Source:
+===+

Republic of the Philippines


G.R. No. 58768-70 December 29, 1989


Julius A. Magno for petitioners.

De Leon, Diokno & Associates for respondent Liberty Flour Mills, Inc.


In this petition for certiorari, the resolution of the public respondent dated August 3, 1978, is faulted for: (a) affirming the decision of the labor arbiter dismissing the employees' claim for emergency allowance for lack of jurisdiction; and (b) modifying the said decision by disallowing the award of back wages to petitioners Policarpio Biascan and Antonio Evaristo.

The basic facts are as follows:

On February 6, 1974, respondent Philippine Labor Alliance Council (PLAC) and respondent Liberty Flour Mills, Inc. entered into a three-year collective bargaining agreement effective January 1, 1974, providing for a daily wage increase of P2.00 for 1974, Pl.00 for 1975 and another Pl.00 for 1976. The agreement contained a compliance clause, which will be explained later in this opinion. Additionally, the parties agreed to establish a union shop by imposing "membership in good standing for the duration of the CBA as a condition for continued employment" of workers. 1

On October 18, 1974, PLAC filed a complaint against the respondent company for non-payment of the emergency cost of living allowance under P.D. No. 525. 2 A similar complaint was filed on March 4, 1975, this time by the petitioners, who apparently were already veering away from PLAC.3

On March 20, 1975, petitioners Evaristo and Biascan, after organizing a union caged the Federation of National Democratic Labor Unions, filed with the Bureau of Labor Relations a petition for certification election among the rank-and-file employees of the respondent company 4 PLAC then expelled the two for disloyalty and demanded their dismissal by the respondent company, which complied on May 20, 1975.5

The objection of Evaristo and Biascan to their termination were certified for compulsory arbitration and assigned to Labor Arbiter Apolinario N. Lomabao, Jr. Meanwhile, the claims for emergency allowance were referred for voluntary arbitration to Edmundo Cabal, who eventually dismissed the same on the ground that the allowances were already absorbed by the wage increases. This latter case was ultimately also certified for compulsory arbitration and consolidated with the termination case being heard by Lomabao. His decision was, on appeal, dealt with by the NLRC as above stated, 6 and the motion for reconsideration was denied on August 26, 1981.7

At the outset, we note that the petitioners are taking an ambivalent position concerning the CBA concluded in 1974. While claiming that this was entered into in bad faith and to forestall the payment of the emergency allowances expected to be decreed, they nonetheless invoke the same agreement to support their contention that their complaint for emergency allowances was invalidly referred to voluntary arbitrator Cabal rather than Froilan M. Bacungan.

+===+

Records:
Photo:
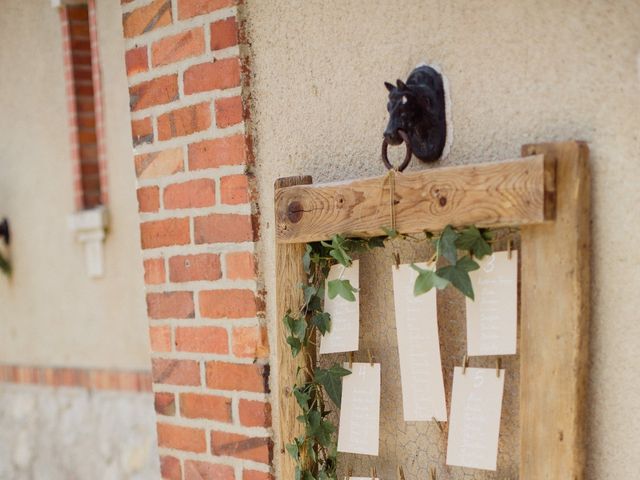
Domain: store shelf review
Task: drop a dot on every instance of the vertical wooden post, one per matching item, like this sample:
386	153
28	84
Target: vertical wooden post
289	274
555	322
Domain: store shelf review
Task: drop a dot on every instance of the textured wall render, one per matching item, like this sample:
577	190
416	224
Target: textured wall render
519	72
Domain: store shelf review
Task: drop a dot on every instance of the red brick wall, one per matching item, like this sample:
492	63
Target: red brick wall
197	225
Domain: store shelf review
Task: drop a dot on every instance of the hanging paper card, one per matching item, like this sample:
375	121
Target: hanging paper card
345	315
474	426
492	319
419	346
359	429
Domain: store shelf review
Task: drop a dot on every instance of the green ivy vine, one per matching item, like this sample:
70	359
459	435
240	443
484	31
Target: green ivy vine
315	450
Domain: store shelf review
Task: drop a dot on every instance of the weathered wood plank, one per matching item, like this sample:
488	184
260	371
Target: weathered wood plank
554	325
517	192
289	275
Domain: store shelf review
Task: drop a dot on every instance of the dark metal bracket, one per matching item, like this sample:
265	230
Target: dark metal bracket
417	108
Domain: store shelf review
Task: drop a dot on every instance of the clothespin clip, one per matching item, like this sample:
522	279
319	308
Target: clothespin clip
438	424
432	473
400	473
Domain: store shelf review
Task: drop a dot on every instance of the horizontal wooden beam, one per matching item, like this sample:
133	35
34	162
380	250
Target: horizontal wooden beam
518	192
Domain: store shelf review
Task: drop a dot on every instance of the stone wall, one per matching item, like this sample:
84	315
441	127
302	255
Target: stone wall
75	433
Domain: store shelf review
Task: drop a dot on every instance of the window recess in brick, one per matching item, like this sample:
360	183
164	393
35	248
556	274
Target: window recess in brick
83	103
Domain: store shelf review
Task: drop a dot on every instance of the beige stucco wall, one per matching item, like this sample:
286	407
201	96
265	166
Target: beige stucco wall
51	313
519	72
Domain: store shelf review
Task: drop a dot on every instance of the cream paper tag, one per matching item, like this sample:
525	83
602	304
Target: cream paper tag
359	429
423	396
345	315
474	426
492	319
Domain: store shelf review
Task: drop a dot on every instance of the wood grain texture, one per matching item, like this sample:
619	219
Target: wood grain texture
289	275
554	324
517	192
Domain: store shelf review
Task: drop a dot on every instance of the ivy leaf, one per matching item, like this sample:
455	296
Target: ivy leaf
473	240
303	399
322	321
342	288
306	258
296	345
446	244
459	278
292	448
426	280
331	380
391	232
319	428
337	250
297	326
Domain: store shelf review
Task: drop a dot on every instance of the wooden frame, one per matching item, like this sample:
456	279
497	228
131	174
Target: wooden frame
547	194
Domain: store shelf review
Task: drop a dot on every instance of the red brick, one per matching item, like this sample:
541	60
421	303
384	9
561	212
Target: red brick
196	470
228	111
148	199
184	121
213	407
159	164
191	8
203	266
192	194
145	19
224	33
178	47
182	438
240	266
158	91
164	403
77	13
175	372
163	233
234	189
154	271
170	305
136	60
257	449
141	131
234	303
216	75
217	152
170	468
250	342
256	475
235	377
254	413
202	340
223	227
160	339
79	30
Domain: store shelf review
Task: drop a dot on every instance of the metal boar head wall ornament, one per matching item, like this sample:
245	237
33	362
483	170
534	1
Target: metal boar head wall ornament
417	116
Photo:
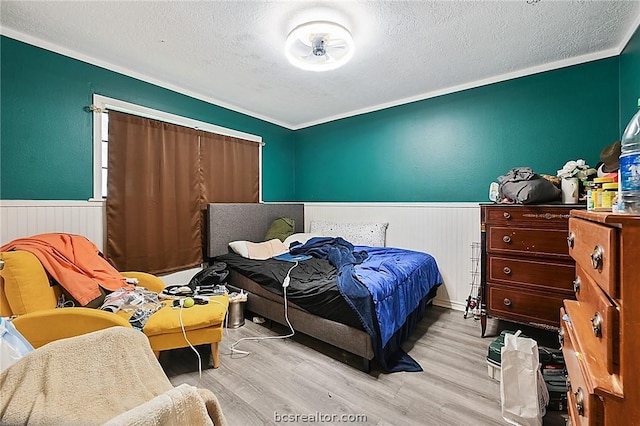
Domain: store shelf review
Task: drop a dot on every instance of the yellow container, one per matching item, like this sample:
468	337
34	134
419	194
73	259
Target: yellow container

+===+

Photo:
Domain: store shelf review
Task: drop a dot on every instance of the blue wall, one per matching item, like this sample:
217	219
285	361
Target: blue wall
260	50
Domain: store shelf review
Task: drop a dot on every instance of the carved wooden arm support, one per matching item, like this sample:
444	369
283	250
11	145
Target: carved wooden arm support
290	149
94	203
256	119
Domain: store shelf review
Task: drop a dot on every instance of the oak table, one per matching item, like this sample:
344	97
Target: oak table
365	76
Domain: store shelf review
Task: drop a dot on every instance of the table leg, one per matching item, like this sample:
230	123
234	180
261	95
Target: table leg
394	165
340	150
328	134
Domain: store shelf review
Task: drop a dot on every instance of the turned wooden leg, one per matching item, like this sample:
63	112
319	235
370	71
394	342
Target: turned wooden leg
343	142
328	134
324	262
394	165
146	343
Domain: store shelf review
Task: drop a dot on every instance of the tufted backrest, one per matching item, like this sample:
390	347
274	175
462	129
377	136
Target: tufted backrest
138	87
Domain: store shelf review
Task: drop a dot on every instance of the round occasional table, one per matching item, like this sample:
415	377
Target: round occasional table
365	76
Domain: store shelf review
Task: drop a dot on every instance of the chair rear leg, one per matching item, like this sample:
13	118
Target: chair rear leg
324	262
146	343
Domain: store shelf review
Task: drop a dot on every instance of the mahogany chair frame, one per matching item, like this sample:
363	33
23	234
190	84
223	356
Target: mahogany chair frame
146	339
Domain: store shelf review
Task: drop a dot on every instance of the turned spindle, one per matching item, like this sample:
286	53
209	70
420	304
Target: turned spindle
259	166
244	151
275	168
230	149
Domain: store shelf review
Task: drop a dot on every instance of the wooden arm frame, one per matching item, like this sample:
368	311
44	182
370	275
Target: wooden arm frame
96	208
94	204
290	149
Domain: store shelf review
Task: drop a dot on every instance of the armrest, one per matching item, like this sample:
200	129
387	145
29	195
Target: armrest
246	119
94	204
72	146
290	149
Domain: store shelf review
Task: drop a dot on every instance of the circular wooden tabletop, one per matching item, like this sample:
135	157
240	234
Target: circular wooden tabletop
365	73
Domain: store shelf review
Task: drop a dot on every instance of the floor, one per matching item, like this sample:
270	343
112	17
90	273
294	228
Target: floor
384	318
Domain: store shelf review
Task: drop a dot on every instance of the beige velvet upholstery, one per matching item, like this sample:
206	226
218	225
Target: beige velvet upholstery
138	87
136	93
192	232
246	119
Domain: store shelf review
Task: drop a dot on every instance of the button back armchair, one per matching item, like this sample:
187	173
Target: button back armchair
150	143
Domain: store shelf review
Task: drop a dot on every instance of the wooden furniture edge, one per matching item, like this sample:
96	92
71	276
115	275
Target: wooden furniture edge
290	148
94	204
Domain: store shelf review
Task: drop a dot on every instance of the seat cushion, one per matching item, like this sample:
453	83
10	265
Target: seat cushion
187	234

+===+

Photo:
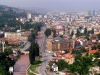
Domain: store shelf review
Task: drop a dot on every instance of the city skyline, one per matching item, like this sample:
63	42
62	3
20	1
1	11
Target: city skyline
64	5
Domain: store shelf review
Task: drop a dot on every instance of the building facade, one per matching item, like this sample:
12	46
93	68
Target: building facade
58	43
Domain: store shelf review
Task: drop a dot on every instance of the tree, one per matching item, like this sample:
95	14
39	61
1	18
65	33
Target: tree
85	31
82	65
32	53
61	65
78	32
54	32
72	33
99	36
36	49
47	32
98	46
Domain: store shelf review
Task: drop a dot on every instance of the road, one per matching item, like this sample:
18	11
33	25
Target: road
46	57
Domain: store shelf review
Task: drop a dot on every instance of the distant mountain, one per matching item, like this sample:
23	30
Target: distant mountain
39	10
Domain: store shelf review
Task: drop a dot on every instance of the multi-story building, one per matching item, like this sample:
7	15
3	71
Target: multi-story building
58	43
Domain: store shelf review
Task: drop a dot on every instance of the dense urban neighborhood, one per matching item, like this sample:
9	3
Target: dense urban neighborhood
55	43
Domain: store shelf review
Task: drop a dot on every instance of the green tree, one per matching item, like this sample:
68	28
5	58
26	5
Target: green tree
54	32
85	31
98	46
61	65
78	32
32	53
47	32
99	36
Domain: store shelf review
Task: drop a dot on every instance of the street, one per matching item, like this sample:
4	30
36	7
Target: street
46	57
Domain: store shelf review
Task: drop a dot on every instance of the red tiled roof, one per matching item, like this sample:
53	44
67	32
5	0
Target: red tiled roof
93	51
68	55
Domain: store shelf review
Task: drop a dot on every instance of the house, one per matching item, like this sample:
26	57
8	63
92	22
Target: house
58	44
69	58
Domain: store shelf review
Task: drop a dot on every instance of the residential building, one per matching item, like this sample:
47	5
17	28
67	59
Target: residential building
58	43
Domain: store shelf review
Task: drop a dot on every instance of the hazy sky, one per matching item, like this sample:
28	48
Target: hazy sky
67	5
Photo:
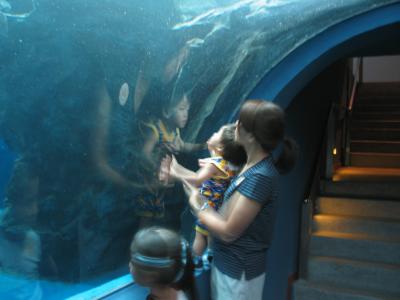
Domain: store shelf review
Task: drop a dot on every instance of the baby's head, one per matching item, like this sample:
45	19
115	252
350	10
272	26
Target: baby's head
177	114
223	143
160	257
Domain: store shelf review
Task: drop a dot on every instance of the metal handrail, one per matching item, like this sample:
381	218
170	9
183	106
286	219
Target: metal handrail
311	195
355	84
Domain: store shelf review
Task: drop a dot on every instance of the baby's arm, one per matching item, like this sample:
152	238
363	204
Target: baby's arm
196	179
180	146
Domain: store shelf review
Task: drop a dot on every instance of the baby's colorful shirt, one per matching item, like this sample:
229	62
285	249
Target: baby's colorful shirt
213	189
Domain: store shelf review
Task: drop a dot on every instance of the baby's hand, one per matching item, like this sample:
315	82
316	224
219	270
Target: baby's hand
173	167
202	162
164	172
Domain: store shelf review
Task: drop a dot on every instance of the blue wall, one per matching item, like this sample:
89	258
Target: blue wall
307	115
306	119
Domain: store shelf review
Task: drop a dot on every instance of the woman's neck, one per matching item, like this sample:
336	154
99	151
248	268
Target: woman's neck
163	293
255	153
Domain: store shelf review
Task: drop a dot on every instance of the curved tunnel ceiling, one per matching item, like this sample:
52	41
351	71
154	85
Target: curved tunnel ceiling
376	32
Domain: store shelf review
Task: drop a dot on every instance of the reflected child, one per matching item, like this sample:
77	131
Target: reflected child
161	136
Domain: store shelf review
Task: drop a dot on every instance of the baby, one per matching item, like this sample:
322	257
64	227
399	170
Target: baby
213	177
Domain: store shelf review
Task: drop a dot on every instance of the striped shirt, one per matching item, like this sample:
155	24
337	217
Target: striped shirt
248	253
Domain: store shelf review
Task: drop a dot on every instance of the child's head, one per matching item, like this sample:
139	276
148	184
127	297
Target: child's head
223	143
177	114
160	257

+===+

Work to do:
a – According to the court decision, on what date did the respondent company dismiss Evaristo and Biascan?
b – Continue the court decision on the Liberty Flour Mills labor case from the point where it stops.
The records have no connection to the court decision.

Task results:
a – May 20, 1975.

b –
We find there was no such violation as the choice of the voluntary arbitrator was not limited to Bacungan although he was probably the first preference. Moreover, the petitioners are estopped from raising this objection now because they did not seasonably interpose it and instead willingly submitted to Cabal's jurisdiction when he undertook to hear their complaint.

In sustaining Labor Arbiter Lomabao, the NLRC agreed that the decision of voluntary Arbiter Cabal was final and unappealable under Article 262-A of the Labor Code and so could no longer be reviewed by it. True enough. However, it is equally true that the same decision is not binding on this Court, as we held in Oceanic Bic Division (FFW) v. Romero 8 and reiterated in Mantrade/FMMC Division Employees and Workers Union v. Bacungan. 9 The rule as announced in these cases is reflected in the following statements:

In spite of statutory provisions making "final" the decision of certain administrative agencies, we have taken cognizance of petitions questioning these decisions where want of jurisdiction, grave abuse of discretion, violation of due process, denial of substantial justice, or erroneous interpretation of the law were brought to our attention.

xxx xxx xxx

A voluntary arbitrator by the nature of her functions acts in a quasi-judicial capacity. There is no reason why her decisions involving interpretation of law should be beyond this Court's review. Administrative officials are presumed to act in accordance with law and yet we do not hesitate to pass upon their work where a question of law is involved or where a showing of abuse of authority or discretion in their official acts is properly raised in petitions for certiorari.

Accordingly, the validity of the voluntary arbiter's finding that the emergency allowance sought by the petitioners are already absorbed in the stipulated wage increases will now be examined by the Court itself.

The position of the company is that the emergency allowance required by P.D. No. 525 is already covered by the wage increases prescribed in the said CBA. Furthermore, pursuant to its Article VIII, such allowances also include all other statutory minimum wage increases that might be decreed during the lifetime of the said agreement.

That agreement provided in Section 2 thereof as follows:

Section 2. The wage increase in the amounts and during the period above set forth shall, in the event of any statutory increase of the minimum wage, either as allowance or as basic wage, during the life of this Agreement, be considered compliance and payment of such required statutory increase as far as it will go and under no circumstances will it be cumulative nor duplication to the differential amount involved consequent to such statutory wage increase.

The Court holds that such allowances are indeed absorbed by the wage increases required under the agreement. This is because Section 6 of the Interpretative Bulletin on LOI No. 174 specifically provides:

Sec. 6. Allowances under LOI. -All allowances, bonuses, wage adjustments and other benefits given by employers to their employees shall be treated by the Department of Labor as in substantial compliance with the minimum standards set forth in LOI No. 174 if:

(a) they conform with at least the minimum allowances scales specified in the immediately preceding Section; and

(b) they are given in response to the appeal of the President in his speech on 4 January 1974, or to countervail the quantum jump in the cost of living as a result of the energy crisis starting in November 1973, or pursuant to Presidential Decree No. 390; Provided, That the payment is retroactive to 18 February 1974 or earlier.

The allowances and other benefits may be granted unilaterally by the employer or through collective bargaining, and may be paid at the same time as the regular wages of the employees.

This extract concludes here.